- Short exercise 1
Please answer these from the passage on summary judgment, one line each:
(a) When is summary judgment appropriate?
(b) What does the court use to determine materiality?
(c) When is a material fact dispute "genuine"?
- Short exercise 2
Summarize the passage on summary judgment in two sentences.

Summary judgment is appropriate if there is no genuine issue of material fact and the moving party is entitled to judgment as a matter of law. Fed.R.Civ.P. 56(c); Celotex Corp. v. Catrett, 477 U.S. 317, 106 S.Ct. 2548, 91 L.Ed.2d 265 (1986); Unigroup, Inc. v. O'Rourke Storage & Transfer Co., 980 F.2d 1217, 1219-20 (8th Cir.1992). The court determines materiality from the substantive law governing the claim. Anderson v. Liberty Lobby, Inc., 477 U.S. 242, 248, 106 S.Ct. 2505, 2510, 91 L.Ed.2d 202 (1986). Disputes over facts that might affect the outcome of the lawsuit according to applicable substantive law are material. Id. A material fact dispute is "genuine" if the evidence is sufficient to allow a reasonable jury to return a verdict for the non-moving party. Id. at 248-49, 106 S.Ct. at 2510-11.

- Provided material
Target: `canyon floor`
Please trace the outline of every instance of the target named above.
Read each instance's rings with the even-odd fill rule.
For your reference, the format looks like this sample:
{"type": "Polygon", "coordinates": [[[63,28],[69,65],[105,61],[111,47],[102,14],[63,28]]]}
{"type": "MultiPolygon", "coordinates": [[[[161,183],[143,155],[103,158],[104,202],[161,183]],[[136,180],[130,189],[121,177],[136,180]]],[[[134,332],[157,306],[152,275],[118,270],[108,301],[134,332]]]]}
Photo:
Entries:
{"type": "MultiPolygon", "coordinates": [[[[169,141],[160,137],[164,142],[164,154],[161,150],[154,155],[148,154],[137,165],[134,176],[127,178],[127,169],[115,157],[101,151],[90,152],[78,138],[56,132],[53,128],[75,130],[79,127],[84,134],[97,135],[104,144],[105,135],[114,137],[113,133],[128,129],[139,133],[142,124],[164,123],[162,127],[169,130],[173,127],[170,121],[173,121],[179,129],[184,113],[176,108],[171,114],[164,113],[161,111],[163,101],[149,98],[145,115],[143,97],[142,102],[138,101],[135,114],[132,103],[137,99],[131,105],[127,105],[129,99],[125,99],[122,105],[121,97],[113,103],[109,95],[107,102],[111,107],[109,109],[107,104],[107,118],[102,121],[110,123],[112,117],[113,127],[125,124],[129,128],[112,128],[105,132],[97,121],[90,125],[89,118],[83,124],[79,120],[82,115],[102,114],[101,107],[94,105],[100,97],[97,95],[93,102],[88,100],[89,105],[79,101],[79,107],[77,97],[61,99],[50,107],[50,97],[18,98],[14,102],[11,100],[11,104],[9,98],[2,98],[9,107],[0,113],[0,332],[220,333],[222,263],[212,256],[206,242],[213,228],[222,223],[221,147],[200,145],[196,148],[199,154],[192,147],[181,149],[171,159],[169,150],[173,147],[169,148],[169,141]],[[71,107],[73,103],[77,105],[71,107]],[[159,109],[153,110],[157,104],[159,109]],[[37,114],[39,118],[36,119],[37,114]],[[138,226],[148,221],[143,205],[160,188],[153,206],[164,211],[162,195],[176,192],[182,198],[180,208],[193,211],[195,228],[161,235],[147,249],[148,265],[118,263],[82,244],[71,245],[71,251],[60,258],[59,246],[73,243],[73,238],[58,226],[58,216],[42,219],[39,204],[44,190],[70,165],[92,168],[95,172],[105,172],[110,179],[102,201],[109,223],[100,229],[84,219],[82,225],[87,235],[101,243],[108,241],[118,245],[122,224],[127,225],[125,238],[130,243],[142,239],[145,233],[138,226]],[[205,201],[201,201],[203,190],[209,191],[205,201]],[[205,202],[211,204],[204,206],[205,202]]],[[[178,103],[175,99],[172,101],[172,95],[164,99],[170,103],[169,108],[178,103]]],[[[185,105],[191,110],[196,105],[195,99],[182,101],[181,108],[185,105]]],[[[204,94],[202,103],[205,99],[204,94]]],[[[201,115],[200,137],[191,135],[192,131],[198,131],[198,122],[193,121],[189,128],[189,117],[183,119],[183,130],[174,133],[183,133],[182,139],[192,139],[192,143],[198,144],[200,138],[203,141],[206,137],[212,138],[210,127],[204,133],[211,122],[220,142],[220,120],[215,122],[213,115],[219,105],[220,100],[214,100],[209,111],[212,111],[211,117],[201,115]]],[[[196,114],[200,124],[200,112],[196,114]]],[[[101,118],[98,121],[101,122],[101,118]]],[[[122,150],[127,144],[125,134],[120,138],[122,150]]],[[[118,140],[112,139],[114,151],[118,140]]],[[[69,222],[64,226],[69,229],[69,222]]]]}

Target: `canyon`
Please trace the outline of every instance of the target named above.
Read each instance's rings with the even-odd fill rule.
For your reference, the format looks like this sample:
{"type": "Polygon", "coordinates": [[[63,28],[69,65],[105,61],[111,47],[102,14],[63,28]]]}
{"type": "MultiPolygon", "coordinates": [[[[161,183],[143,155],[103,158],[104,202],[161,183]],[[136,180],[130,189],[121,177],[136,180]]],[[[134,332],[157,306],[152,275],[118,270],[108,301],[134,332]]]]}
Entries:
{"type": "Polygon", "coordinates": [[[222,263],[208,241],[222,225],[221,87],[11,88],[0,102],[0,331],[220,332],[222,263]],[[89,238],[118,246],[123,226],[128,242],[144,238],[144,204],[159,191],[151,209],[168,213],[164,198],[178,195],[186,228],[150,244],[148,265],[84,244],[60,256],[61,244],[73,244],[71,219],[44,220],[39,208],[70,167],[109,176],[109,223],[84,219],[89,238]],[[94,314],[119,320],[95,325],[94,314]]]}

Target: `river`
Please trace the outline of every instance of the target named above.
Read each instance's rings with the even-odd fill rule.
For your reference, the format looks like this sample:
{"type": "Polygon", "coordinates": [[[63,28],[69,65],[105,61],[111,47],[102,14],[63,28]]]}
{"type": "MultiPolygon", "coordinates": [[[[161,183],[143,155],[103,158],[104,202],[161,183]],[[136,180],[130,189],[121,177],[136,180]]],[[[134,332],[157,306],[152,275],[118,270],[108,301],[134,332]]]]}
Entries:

- Task solution 1
(a) When there is no genuine issue of material fact and the moving party is entitled to judgment as a matter of law.
(b) The substantive law governing the claim.
(c) When the evidence is sufficient to allow a reasonable jury to return a verdict for the non-moving party.

- Task solution 2
Summary judgment is appropriate when there is no genuine issue of material fact and the moving party is entitled to judgment as a matter of law. A fact dispute is material if it might affect the outcome under the governing substantive law, and it is genuine if the evidence would allow a reasonable jury to find for the non-moving party.